§ ABOUT THIS EXERCISE
The listing below must be copied exactly and in full.

§ DATASET EXCERPTS

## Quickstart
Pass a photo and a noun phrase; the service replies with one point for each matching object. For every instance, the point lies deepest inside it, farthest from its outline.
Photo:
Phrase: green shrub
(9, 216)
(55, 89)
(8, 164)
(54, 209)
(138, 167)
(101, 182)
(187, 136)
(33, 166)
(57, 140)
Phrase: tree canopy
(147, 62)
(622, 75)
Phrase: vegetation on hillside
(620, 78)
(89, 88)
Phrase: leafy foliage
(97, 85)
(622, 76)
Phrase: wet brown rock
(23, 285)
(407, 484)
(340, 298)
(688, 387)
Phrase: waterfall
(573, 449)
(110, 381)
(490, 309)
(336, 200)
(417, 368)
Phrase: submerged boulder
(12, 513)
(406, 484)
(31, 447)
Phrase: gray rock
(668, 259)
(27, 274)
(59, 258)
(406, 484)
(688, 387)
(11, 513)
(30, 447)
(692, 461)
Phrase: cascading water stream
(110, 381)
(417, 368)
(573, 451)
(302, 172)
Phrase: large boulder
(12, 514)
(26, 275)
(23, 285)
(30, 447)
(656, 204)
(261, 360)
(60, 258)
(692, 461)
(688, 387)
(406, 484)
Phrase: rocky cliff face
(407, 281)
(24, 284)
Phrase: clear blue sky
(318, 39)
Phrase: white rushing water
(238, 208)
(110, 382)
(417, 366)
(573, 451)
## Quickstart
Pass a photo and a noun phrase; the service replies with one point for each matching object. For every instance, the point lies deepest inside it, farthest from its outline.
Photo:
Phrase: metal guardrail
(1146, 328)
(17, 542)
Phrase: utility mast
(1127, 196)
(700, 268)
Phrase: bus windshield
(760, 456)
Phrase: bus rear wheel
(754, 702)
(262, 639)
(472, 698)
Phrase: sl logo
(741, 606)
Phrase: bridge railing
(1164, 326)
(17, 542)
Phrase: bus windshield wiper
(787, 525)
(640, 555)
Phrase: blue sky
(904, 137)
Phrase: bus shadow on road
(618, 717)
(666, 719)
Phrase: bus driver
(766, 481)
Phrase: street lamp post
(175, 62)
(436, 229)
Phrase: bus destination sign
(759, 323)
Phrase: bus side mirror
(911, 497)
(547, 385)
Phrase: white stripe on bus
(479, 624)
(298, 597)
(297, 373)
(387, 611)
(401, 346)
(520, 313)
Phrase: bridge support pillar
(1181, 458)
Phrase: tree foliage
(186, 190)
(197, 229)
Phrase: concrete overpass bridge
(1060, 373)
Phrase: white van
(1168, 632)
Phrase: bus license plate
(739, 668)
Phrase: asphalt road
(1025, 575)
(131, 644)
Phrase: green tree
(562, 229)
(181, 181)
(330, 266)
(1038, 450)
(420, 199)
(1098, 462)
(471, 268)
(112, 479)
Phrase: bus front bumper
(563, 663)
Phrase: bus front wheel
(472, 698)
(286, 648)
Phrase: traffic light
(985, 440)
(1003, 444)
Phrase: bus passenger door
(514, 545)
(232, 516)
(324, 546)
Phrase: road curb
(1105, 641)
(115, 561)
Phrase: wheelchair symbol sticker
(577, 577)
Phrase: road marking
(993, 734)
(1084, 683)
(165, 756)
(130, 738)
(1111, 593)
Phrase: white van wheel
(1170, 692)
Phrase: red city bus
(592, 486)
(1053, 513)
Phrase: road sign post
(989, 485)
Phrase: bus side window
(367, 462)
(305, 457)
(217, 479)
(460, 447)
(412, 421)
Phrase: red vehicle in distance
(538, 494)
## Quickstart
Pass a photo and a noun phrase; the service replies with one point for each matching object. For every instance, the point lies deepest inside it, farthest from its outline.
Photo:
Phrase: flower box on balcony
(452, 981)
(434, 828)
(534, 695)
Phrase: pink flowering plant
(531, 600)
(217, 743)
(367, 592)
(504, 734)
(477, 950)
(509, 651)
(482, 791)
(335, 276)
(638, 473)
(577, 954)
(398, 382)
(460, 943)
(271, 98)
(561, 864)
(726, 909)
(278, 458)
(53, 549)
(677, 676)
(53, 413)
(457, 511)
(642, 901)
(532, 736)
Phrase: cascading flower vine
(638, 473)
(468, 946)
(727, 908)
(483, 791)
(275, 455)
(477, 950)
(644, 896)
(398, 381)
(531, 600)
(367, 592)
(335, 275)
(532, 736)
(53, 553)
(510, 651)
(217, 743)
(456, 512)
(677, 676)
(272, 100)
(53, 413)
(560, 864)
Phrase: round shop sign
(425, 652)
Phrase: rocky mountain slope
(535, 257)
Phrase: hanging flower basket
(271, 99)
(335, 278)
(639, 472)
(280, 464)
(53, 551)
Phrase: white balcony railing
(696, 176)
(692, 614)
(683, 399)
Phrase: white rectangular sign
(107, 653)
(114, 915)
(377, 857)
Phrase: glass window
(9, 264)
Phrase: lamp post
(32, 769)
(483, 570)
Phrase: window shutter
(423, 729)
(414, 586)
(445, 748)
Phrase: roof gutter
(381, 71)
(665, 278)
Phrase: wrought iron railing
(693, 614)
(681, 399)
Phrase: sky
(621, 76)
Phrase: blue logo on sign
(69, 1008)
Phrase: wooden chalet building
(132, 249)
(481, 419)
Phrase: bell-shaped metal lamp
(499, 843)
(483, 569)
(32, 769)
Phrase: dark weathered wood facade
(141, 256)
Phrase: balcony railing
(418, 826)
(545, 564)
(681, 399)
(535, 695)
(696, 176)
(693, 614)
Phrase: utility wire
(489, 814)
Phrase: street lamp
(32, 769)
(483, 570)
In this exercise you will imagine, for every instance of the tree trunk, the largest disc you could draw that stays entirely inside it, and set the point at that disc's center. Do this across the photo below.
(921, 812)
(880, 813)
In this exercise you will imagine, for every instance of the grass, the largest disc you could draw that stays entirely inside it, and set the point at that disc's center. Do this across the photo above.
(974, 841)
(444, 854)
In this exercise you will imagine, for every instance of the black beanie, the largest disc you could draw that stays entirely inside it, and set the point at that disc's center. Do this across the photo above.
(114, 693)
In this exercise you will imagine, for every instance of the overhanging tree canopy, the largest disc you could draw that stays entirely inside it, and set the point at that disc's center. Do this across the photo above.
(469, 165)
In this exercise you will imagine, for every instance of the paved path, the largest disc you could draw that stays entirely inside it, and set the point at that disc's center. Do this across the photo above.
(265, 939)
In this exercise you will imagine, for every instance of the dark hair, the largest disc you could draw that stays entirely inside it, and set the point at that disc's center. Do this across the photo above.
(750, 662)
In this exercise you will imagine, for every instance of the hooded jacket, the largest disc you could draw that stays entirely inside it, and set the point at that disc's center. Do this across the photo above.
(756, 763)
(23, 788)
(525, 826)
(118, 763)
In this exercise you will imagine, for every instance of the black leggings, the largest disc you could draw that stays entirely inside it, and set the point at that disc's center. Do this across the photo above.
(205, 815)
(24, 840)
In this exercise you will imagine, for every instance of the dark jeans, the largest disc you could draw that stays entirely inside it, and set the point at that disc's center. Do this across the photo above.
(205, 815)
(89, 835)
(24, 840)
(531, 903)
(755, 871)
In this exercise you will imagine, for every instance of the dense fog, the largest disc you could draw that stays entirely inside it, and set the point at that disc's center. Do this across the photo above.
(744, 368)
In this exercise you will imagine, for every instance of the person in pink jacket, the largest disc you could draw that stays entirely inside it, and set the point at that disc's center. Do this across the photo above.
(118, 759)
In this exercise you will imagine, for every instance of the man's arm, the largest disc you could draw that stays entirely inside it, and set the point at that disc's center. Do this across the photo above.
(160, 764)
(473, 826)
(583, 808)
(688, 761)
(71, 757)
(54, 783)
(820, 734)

§ RESPONSE AREA
## Quickstart
Pass a photo and a noun phrase; the service replies with one point for each matching object. For every instance, the point lies deepest inside it, farthest from its outline.
Photo:
Phrase: green shrub
(9, 216)
(55, 89)
(8, 164)
(54, 209)
(138, 167)
(101, 182)
(187, 136)
(33, 166)
(57, 140)
Phrase: tree canopy
(147, 62)
(622, 75)
Phrase: vegetation on hillside
(620, 78)
(89, 88)
Phrase: leafy foliage
(97, 85)
(622, 76)
Phrase: wet brown rock
(23, 285)
(407, 484)
(340, 298)
(688, 387)
Phrase: waterfall
(573, 449)
(110, 381)
(490, 309)
(336, 200)
(417, 368)
Phrase: submerged boulder
(12, 513)
(406, 484)
(31, 447)
Phrase: gray rock
(668, 259)
(27, 274)
(59, 258)
(406, 484)
(688, 387)
(11, 513)
(30, 447)
(692, 461)
Phrase: cascading water stream
(110, 381)
(417, 368)
(573, 451)
(302, 172)
Phrase: large boulder
(12, 514)
(26, 275)
(23, 285)
(30, 447)
(656, 204)
(261, 360)
(60, 258)
(692, 461)
(688, 387)
(406, 484)
Phrase: rocky cliff face
(407, 281)
(24, 284)
Phrase: clear blue sky
(318, 39)
Phrase: white rushing water
(238, 208)
(110, 382)
(417, 366)
(573, 451)
## Quickstart
Pass a photo and a noun phrase; the service replies with one point for each matching object. For every instance, the point lies deepest inside it, farthest from its outline.
Photo:
Phrase: metal guardrail
(1146, 328)
(17, 542)
Phrase: utility mast
(1127, 196)
(700, 268)
Phrase: bus windshield
(760, 456)
Phrase: bus rear wheel
(754, 702)
(262, 639)
(472, 698)
Phrase: sl logo
(741, 606)
Phrase: bridge railing
(1164, 326)
(17, 542)
Phrase: bus windshield wiper
(787, 525)
(640, 555)
Phrase: blue sky
(904, 137)
Phrase: bus shadow on road
(618, 717)
(666, 719)
Phrase: bus driver
(766, 481)
Phrase: street lamp post
(175, 62)
(436, 229)
Phrase: bus destination sign
(759, 323)
Phrase: bus side mirror
(911, 497)
(547, 385)
Phrase: white stripe on bus
(479, 624)
(298, 597)
(297, 373)
(387, 611)
(401, 346)
(520, 313)
Phrase: bridge support pillar
(1181, 458)
Phrase: tree foliage
(186, 190)
(197, 229)
Phrase: concrete overpass bridge
(1060, 373)
Phrase: white van
(1168, 632)
Phrase: bus license plate
(739, 668)
Phrase: asphalt road
(1025, 575)
(131, 644)
Phrase: green tree
(562, 229)
(181, 181)
(330, 266)
(1038, 450)
(420, 199)
(1098, 462)
(471, 268)
(112, 479)
Phrase: bus front bumper
(563, 663)
Phrase: bus front wheel
(472, 698)
(286, 648)
Phrase: traffic light
(985, 440)
(1003, 444)
Phrase: bus passenger door
(514, 545)
(232, 516)
(324, 546)
Phrase: road curb
(1105, 641)
(115, 561)
Phrase: wheelchair symbol sticker
(577, 577)
Phrase: road marking
(993, 734)
(1084, 683)
(165, 756)
(130, 738)
(1111, 593)
Phrase: white van wheel
(1170, 692)
Phrase: red city bus
(592, 486)
(1053, 513)
Phrase: road sign post
(989, 485)
Phrase: bus side window
(367, 462)
(305, 457)
(217, 479)
(460, 447)
(412, 421)
Phrase: red vehicle in distance
(538, 494)
## Quickstart
Pass a photo and a noun phrase; the service replies with one point for each matching object. For every instance, the point lies deepest inside it, farthest from its outline.
Photo:
Phrase: flower box on balcony
(452, 981)
(434, 828)
(534, 695)
Phrase: pink flowering plant
(531, 600)
(217, 743)
(367, 592)
(504, 734)
(477, 950)
(509, 651)
(482, 791)
(335, 276)
(638, 473)
(577, 954)
(398, 382)
(460, 943)
(271, 98)
(561, 864)
(726, 909)
(278, 458)
(53, 549)
(677, 676)
(53, 413)
(457, 511)
(642, 901)
(532, 736)
Phrase: cascading flower vine
(638, 473)
(468, 946)
(727, 908)
(483, 791)
(275, 455)
(477, 950)
(644, 896)
(398, 381)
(531, 600)
(367, 592)
(335, 275)
(532, 736)
(53, 553)
(510, 651)
(217, 743)
(456, 512)
(677, 676)
(272, 100)
(53, 413)
(560, 864)
Phrase: round shop sign
(425, 652)
Phrase: rocky mountain slope
(535, 257)
Phrase: hanging flower basket
(271, 99)
(335, 278)
(639, 472)
(280, 464)
(53, 551)
Phrase: white balcony railing
(696, 176)
(692, 614)
(683, 399)
Phrase: white rectangular sign
(107, 653)
(114, 915)
(377, 857)
Phrase: glass window
(9, 264)
Phrase: lamp post
(32, 769)
(483, 570)
Phrase: window shutter
(423, 729)
(414, 586)
(445, 748)
Phrase: roof gutter
(381, 71)
(665, 278)
Phrase: wrought iron railing
(693, 614)
(681, 399)
Phrase: sky
(621, 76)
Phrase: blue logo on sign
(69, 1008)
Phrase: wooden chalet building
(132, 249)
(481, 419)
Phrase: bell-shaped metal lamp
(499, 843)
(483, 569)
(32, 769)
Phrase: dark weathered wood facade
(141, 256)
Phrase: balcony railing
(418, 826)
(545, 564)
(681, 399)
(535, 695)
(696, 176)
(693, 614)
Phrase: utility wire
(489, 814)
Phrase: street lamp
(32, 769)
(483, 570)
In this exercise you will imagine, for every instance of the tree trunk, the largest disc you could draw that stays entirely inside it, and set the point at that disc's center. Do this across the photo below.
(921, 812)
(880, 813)
In this exercise you will imagine, for every instance of the grass, the largest disc you could draw that stays entirely inside it, and set the point at that disc's center. Do this across the photo above.
(974, 841)
(444, 854)
In this exercise you will imagine, for every instance of the black beanie, the largest disc you could draw that stays entirely inside it, and set the point at that disc's center. Do this across the photo above.
(114, 693)
In this exercise you will imagine, for every instance of the overhanging tree canopy, the largest disc you could draw that stays entirely inside it, and set the point at that disc's center. Do this across the photo above.
(469, 165)
In this exercise you will imagine, for every instance of the paved path, the largest disc you could draw that stays entirely inside it, and set the point at that disc's center. Do this across the photo above.
(265, 939)
In this exercise you will imagine, for every instance of the dark hair, the largest disc you could draw that stays entirely inside it, and set the point at that disc's center. Do this across the photo above.
(750, 662)
In this exercise you will imagine, for every instance of the hooded jacket, the largest disc you could draw that stays entirely inside it, and set the point at that disc's center. Do this across the photo above.
(756, 763)
(23, 788)
(525, 826)
(118, 763)
In this exercise you will imagine, for every instance of the black leggings, the largest disc you could draw that stays entirely inside it, and set the point at that disc's center. Do this across the photo above.
(205, 815)
(24, 840)
In this exercise you will imagine, for every instance of the dark jeans, the largest disc you could draw that stays entirely inside it, and set the point at that disc's center. Do this across the photo above.
(205, 815)
(89, 835)
(24, 840)
(531, 903)
(755, 871)
In this exercise you will imagine, for every instance of the dense fog, the largest disc you could draw that stays entirely inside it, and set the point at that disc's center. Do this across the photo above.
(744, 368)
In this exercise you will imagine, for every instance of the person in pink jacket, the largest disc you could draw that stays entirely inside it, and set the point at that disc's center. Do this across the photo above.
(118, 759)
In this exercise you will imagine, for every instance of the man's arm, the largest disc you could draw that stays entirely inside it, and set the point at that disc's center. Do this across the photo above.
(160, 764)
(473, 826)
(583, 808)
(688, 761)
(71, 757)
(54, 783)
(820, 734)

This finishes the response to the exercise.